### EXERCISE DETAILS:
Starting from the line in which "Give the mask of the turquoise" appears, output every line down to the last line of the data below, exactly and without anything more.

RECORDED INFORMATION: Begin

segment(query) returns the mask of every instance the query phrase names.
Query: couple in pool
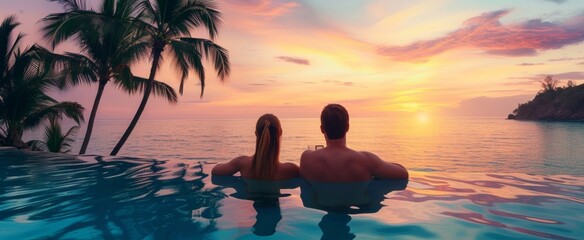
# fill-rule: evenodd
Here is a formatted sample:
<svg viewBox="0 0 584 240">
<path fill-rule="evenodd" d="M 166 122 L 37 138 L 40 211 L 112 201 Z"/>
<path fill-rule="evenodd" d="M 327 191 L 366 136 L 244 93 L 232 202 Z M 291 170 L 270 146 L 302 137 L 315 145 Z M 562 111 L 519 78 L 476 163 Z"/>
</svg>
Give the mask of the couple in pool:
<svg viewBox="0 0 584 240">
<path fill-rule="evenodd" d="M 281 163 L 282 128 L 278 118 L 265 114 L 256 124 L 256 147 L 252 156 L 240 156 L 216 165 L 213 175 L 233 175 L 256 180 L 285 180 L 302 177 L 315 182 L 363 182 L 375 179 L 407 179 L 408 171 L 397 163 L 383 161 L 377 155 L 347 147 L 349 114 L 339 104 L 327 105 L 320 115 L 320 129 L 326 146 L 307 150 L 300 157 L 300 167 Z"/>
</svg>

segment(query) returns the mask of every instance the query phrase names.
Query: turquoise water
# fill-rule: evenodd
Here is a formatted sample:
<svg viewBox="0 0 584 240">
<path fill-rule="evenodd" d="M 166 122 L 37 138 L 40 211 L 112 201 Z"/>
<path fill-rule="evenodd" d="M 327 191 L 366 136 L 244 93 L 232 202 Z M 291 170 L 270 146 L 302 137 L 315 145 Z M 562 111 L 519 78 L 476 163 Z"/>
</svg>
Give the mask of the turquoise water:
<svg viewBox="0 0 584 240">
<path fill-rule="evenodd" d="M 327 196 L 300 179 L 262 185 L 212 177 L 212 167 L 0 150 L 0 239 L 584 236 L 579 175 L 412 171 L 409 182 L 346 186 L 350 198 L 338 199 L 342 187 L 324 186 Z M 268 195 L 254 193 L 266 188 Z M 331 198 L 367 201 L 339 207 Z"/>
</svg>

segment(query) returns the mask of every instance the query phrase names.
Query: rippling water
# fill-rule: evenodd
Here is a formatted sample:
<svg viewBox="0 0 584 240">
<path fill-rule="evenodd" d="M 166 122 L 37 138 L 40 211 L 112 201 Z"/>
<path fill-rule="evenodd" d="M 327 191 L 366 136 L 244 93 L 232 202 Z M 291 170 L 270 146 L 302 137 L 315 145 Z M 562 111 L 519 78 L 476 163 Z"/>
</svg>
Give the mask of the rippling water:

RECORDED INFORMATION: End

### YOUR SOLUTION:
Give the mask of the turquoise water:
<svg viewBox="0 0 584 240">
<path fill-rule="evenodd" d="M 327 196 L 300 179 L 262 185 L 212 177 L 212 167 L 0 150 L 0 239 L 584 236 L 579 175 L 412 171 L 409 182 L 346 186 L 350 198 L 338 199 L 342 187 L 324 186 Z M 268 195 L 254 193 L 266 188 Z M 331 198 L 367 201 L 339 207 Z"/>
</svg>

segment(query) returns the mask of every instance the query phrase names.
Query: rippling water
# fill-rule: evenodd
Here is a formatted sample:
<svg viewBox="0 0 584 240">
<path fill-rule="evenodd" d="M 166 122 L 37 138 L 40 211 L 112 201 Z"/>
<path fill-rule="evenodd" d="M 327 191 L 366 136 L 244 93 L 232 202 Z M 291 170 L 270 146 L 302 137 L 315 145 Z M 562 111 L 519 78 L 476 163 Z"/>
</svg>
Give the mask of the rippling water:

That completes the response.